PROBLEM REQUIREMENTS: Reproduce verbatim the lines of the records below, from the line containing "woman's eye in" up to and including the line containing "[(358, 260)]".

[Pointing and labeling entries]
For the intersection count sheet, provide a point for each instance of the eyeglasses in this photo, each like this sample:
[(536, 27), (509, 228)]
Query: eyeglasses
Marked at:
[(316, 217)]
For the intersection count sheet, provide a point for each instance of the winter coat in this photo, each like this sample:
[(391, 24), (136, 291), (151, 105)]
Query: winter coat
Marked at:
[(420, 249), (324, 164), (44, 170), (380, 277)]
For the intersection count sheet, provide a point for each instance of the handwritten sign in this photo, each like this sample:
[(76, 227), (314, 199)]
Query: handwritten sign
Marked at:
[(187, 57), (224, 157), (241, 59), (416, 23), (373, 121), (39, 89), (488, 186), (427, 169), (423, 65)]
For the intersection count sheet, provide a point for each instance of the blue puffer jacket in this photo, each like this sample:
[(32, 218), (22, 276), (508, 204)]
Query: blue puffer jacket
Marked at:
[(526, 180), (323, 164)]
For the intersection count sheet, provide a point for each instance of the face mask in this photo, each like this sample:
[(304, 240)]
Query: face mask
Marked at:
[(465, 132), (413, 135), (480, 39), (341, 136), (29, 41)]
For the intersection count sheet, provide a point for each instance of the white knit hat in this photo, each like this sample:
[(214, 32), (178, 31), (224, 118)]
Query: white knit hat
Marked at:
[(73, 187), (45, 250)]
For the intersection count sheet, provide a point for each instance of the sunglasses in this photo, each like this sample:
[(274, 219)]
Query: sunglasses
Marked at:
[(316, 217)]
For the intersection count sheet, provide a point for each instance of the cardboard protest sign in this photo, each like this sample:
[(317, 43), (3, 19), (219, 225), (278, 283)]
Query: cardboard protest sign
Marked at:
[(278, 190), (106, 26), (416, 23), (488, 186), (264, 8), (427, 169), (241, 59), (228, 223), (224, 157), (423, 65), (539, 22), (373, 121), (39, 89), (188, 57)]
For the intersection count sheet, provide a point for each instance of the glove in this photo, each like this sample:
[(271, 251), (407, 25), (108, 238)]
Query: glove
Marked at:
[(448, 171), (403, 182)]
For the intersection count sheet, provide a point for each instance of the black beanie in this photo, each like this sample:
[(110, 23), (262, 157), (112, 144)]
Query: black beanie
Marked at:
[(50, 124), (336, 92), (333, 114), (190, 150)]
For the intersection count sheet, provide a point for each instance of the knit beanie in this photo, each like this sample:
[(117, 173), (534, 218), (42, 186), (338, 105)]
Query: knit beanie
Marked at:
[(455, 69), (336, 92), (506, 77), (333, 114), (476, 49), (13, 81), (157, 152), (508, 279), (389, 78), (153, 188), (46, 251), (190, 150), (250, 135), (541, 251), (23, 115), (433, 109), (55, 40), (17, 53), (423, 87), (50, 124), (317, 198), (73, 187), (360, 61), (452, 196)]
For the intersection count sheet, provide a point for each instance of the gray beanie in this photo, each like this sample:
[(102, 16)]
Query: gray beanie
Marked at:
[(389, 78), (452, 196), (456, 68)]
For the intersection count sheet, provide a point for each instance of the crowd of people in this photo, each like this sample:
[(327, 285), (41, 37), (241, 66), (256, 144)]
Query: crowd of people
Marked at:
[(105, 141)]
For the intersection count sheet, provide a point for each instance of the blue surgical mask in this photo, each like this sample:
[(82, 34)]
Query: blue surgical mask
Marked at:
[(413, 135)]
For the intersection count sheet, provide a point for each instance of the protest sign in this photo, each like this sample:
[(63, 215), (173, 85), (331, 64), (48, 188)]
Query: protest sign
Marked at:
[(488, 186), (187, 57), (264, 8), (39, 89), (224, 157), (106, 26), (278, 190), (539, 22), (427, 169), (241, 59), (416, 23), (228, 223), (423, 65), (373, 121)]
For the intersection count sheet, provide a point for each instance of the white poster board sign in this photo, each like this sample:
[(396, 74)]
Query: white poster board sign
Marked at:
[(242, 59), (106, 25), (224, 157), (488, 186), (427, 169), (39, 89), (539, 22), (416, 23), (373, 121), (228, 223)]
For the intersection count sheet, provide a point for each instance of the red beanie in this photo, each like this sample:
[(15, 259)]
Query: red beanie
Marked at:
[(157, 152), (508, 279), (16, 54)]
---
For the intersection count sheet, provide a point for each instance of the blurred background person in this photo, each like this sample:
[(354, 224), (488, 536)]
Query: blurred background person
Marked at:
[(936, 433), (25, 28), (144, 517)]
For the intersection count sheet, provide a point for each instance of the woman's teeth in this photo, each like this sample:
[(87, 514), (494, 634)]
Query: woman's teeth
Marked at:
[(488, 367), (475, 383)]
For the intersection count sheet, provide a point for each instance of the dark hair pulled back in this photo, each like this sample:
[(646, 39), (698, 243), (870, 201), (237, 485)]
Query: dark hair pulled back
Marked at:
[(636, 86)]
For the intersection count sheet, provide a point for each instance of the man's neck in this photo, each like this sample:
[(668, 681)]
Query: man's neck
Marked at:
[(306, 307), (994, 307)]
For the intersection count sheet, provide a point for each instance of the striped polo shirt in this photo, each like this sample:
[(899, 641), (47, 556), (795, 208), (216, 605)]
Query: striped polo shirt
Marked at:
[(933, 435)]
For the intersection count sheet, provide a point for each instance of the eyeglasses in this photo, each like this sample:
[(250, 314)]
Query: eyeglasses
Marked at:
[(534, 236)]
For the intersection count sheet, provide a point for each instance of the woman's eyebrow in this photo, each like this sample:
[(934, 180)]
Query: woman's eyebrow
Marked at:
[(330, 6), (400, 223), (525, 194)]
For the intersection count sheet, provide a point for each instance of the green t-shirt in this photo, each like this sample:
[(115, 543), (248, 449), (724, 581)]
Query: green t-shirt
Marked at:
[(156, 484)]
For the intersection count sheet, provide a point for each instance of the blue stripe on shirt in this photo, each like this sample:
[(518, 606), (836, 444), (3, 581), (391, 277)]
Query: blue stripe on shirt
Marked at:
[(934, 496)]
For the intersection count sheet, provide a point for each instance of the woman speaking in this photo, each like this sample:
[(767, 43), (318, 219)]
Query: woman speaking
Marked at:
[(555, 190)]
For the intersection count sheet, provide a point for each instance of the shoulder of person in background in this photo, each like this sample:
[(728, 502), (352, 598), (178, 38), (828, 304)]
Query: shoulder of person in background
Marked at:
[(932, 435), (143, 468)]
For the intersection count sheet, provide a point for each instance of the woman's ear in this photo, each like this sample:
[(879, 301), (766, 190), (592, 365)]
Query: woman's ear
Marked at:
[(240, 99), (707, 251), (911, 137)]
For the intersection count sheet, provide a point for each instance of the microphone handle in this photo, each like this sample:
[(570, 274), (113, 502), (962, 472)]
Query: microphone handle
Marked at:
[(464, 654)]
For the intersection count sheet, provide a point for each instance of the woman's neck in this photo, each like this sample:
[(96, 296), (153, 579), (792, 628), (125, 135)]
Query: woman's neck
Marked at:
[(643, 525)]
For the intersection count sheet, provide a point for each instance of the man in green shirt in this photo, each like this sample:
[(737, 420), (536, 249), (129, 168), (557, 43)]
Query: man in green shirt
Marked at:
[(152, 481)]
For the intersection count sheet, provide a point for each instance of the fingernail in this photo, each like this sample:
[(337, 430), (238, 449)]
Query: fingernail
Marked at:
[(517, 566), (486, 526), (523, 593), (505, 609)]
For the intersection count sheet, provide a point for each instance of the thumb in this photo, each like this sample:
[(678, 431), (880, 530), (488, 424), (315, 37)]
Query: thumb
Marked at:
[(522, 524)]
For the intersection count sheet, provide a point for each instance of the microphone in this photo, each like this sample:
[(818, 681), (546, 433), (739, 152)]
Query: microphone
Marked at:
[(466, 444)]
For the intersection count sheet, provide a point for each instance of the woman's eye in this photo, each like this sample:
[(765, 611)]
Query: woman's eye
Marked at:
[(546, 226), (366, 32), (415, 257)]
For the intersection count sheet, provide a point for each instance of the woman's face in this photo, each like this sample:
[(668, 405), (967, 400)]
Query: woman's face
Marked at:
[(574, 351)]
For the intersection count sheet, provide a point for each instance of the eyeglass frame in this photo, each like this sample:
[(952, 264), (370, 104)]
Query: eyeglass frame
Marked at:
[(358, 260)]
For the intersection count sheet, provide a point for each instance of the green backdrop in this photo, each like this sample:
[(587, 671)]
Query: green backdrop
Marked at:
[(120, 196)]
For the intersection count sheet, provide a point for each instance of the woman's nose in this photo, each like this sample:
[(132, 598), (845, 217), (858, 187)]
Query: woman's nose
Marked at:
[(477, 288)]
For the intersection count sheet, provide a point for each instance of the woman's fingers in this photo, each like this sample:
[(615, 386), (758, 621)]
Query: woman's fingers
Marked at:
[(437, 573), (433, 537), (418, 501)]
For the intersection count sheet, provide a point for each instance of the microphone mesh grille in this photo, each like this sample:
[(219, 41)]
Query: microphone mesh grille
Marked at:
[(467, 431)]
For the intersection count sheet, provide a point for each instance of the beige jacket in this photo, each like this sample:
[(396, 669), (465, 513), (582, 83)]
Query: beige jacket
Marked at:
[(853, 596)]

OUTPUT FOR THIS EXERCISE:
For the intersection count sheet, provide a point for each instance of the woman's eye in this photo, each like this sample:
[(765, 611)]
Query: woman's eye
Marked at:
[(546, 226), (366, 32), (415, 257)]
For the intersection count sheet, provide a point for each instance of the woman's face in this photo, each like this sample:
[(668, 405), (967, 400)]
Query: woman's face
Marked at:
[(574, 351)]
For the intersection count sheet, provide a point for each instance of the eyeglass frame in this photo, each like this sample:
[(952, 264), (370, 104)]
Query: eyeglass frame
Marked at:
[(358, 260)]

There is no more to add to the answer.